◆ **EXCERPTED TEXT**
<<<<
Memento Mori was produced using digital photography as its primary medium, a processes that lends itself easily to the creation of manipulated images. The aspect of death I am exploring in this body of work is an intangible concept, a questioning of what happens at the point of transition, rather than a recording of the physical process of dyeing. I have departed from using photography as a tool with any hold on truth and un-biased representation.
The images are overlayed and collaged together in order to explore death with a photomontage aesthetic. This process uses manipulated photography to create constructed environments, taking elements from Eastern and Western religious traditions, taxidermy, illustrations and photographs of the natural environment to create new meaning from their composition and arrangement around a central portraiture figure. The photomontage aesthetic in my work allows for fragmented representations that reference many religious systems depicting death and the afterlife. I have used this technique to visually combine structured religious beliefs with personal interpretations and experience.
The process of using photography to question the knowledge of my own death and its inevitability has wider relevance to the genre then my own subjective processing. The act of photographing an event or moment in time has the effect of immortalising it, and giving the singular moment more importance then it would have otherwise had. As Roland Barthes wrote in Camera Lucida “death, in a society, must necessarily be somewhere; if it isn’t any longer – or less so – in religions, it must be elsewhere: perhaps in the image which produces Death while wanting to conserve life.” Photography has become a way we remember our deceased ancestors and aspects of the self that have passed away in the transition of life.
>>>>
◆ **GIVEN DATA**
<<<<
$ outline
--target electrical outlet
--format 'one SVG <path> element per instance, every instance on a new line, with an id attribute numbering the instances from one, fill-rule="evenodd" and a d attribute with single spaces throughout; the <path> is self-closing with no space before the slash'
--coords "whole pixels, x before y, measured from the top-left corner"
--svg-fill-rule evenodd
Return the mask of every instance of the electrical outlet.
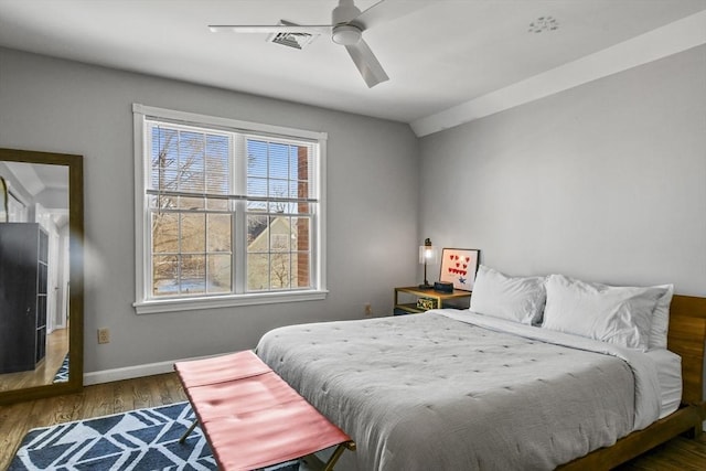
<path id="1" fill-rule="evenodd" d="M 363 311 L 366 318 L 373 317 L 373 306 L 370 302 L 365 303 L 365 310 Z"/>

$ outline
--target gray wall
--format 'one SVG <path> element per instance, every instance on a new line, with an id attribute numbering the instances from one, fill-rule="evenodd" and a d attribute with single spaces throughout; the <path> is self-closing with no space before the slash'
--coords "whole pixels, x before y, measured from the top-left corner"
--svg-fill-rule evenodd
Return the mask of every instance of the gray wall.
<path id="1" fill-rule="evenodd" d="M 706 295 L 706 46 L 421 139 L 425 237 Z"/>
<path id="2" fill-rule="evenodd" d="M 329 133 L 324 301 L 137 315 L 132 103 Z M 0 147 L 85 157 L 85 371 L 255 346 L 285 324 L 392 312 L 417 269 L 408 126 L 0 49 Z M 96 330 L 110 329 L 98 345 Z"/>

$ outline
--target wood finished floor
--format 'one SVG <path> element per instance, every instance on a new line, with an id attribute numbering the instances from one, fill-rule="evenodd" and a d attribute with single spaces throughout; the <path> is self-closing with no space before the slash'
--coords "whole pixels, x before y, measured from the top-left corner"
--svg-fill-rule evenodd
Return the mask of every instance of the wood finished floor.
<path id="1" fill-rule="evenodd" d="M 86 386 L 79 394 L 0 406 L 0 470 L 10 464 L 32 428 L 186 400 L 174 373 Z M 706 469 L 706 433 L 675 438 L 619 468 L 619 471 Z M 592 470 L 591 470 L 592 471 Z"/>
<path id="2" fill-rule="evenodd" d="M 0 390 L 14 390 L 52 384 L 56 371 L 68 353 L 68 329 L 58 329 L 46 335 L 46 355 L 35 370 L 0 375 Z M 2 468 L 0 468 L 2 469 Z"/>

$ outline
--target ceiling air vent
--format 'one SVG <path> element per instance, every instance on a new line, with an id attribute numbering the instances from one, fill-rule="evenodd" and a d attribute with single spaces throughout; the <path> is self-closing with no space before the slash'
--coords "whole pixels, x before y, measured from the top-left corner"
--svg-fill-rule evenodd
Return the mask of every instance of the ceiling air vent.
<path id="1" fill-rule="evenodd" d="M 285 26 L 298 25 L 285 20 L 280 20 L 279 24 Z M 267 38 L 267 41 L 275 44 L 281 44 L 288 47 L 303 49 L 307 44 L 311 43 L 317 38 L 317 35 L 318 34 L 309 34 L 309 33 L 272 33 Z"/>

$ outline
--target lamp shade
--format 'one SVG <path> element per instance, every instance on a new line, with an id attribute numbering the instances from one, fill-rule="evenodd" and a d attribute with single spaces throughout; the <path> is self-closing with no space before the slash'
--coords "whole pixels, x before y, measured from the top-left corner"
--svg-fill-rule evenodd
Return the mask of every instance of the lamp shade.
<path id="1" fill-rule="evenodd" d="M 429 242 L 427 245 L 426 242 Z M 434 265 L 439 263 L 439 248 L 431 245 L 429 239 L 425 245 L 419 246 L 419 263 L 422 265 Z"/>

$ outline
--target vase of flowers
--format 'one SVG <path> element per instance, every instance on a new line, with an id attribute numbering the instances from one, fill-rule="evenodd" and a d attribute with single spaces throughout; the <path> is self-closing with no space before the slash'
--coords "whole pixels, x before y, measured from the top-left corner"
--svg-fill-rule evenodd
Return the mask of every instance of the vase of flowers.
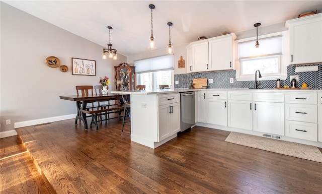
<path id="1" fill-rule="evenodd" d="M 100 84 L 102 85 L 103 89 L 102 89 L 102 94 L 107 94 L 108 93 L 108 85 L 111 83 L 107 76 L 104 76 L 103 78 L 100 78 Z"/>

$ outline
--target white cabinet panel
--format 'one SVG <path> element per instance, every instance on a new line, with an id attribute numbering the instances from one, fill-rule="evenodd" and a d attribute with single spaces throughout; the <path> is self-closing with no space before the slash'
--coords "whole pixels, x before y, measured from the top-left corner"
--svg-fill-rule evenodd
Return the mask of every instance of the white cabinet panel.
<path id="1" fill-rule="evenodd" d="M 285 136 L 309 141 L 317 141 L 317 124 L 285 121 Z"/>
<path id="2" fill-rule="evenodd" d="M 265 102 L 254 103 L 253 130 L 284 136 L 284 103 Z"/>

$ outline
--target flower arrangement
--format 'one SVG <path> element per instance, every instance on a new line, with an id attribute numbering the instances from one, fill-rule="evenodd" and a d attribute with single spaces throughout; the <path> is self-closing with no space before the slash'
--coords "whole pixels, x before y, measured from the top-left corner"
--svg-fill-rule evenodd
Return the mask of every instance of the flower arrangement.
<path id="1" fill-rule="evenodd" d="M 100 78 L 100 84 L 102 84 L 102 86 L 106 86 L 108 84 L 111 84 L 111 82 L 109 80 L 107 76 L 104 76 L 103 78 Z"/>

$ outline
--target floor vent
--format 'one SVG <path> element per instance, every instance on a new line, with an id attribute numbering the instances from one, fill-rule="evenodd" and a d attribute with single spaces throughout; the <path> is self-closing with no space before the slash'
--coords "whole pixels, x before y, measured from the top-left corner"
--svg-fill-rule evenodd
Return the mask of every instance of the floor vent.
<path id="1" fill-rule="evenodd" d="M 265 137 L 266 138 L 269 138 L 276 139 L 277 140 L 280 140 L 281 139 L 281 136 L 274 136 L 273 135 L 264 134 L 263 134 L 263 136 Z"/>

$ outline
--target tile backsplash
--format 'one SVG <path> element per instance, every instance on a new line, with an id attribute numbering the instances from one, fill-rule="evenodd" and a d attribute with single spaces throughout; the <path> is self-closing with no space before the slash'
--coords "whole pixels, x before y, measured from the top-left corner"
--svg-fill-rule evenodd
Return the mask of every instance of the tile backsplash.
<path id="1" fill-rule="evenodd" d="M 303 82 L 307 84 L 308 86 L 312 89 L 322 89 L 322 63 L 306 64 L 303 66 L 318 66 L 317 72 L 295 73 L 295 66 L 287 66 L 287 78 L 285 80 L 281 80 L 282 86 L 291 85 L 290 76 L 298 75 L 299 82 L 298 87 L 302 85 Z M 255 72 L 254 72 L 255 75 Z M 230 84 L 230 78 L 233 78 L 233 83 Z M 236 80 L 236 71 L 227 71 L 222 72 L 192 73 L 185 74 L 175 75 L 175 80 L 179 81 L 179 84 L 175 85 L 175 88 L 189 88 L 195 78 L 213 79 L 213 83 L 208 84 L 208 88 L 254 88 L 255 81 L 237 81 Z M 259 88 L 275 88 L 276 87 L 276 80 L 262 80 Z"/>

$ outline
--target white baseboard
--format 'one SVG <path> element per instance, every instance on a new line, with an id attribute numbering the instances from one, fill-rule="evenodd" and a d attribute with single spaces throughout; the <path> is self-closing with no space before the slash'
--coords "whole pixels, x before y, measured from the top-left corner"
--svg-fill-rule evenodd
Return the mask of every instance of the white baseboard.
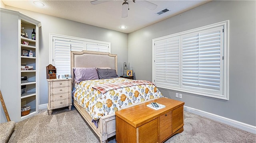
>>>>
◆ **TASK REQUIREMENTS**
**1)** According to the Memento Mori text, which sources supply the elements used to build the constructed environments?
**2)** Please quote the Memento Mori text from "Memento Mori was" up to and including "and un-biased representation.".
Rely only on the Memento Mori text, not the listing.

◆ **ANSWERS**
**1)**
- Eastern and Western religious traditions
- Taxidermy
- Illustrations
- Photographs of the natural environment

**2)**
Memento Mori was produced using digital photography as its primary medium, a processes that lends itself easily to the creation of manipulated images. The aspect of death I am exploring in this body of work is an intangible concept, a questioning of what happens at the point of transition, rather than a recording of the physical process of dyeing. I have departed from using photography as a tool with any hold on truth and un-biased representation.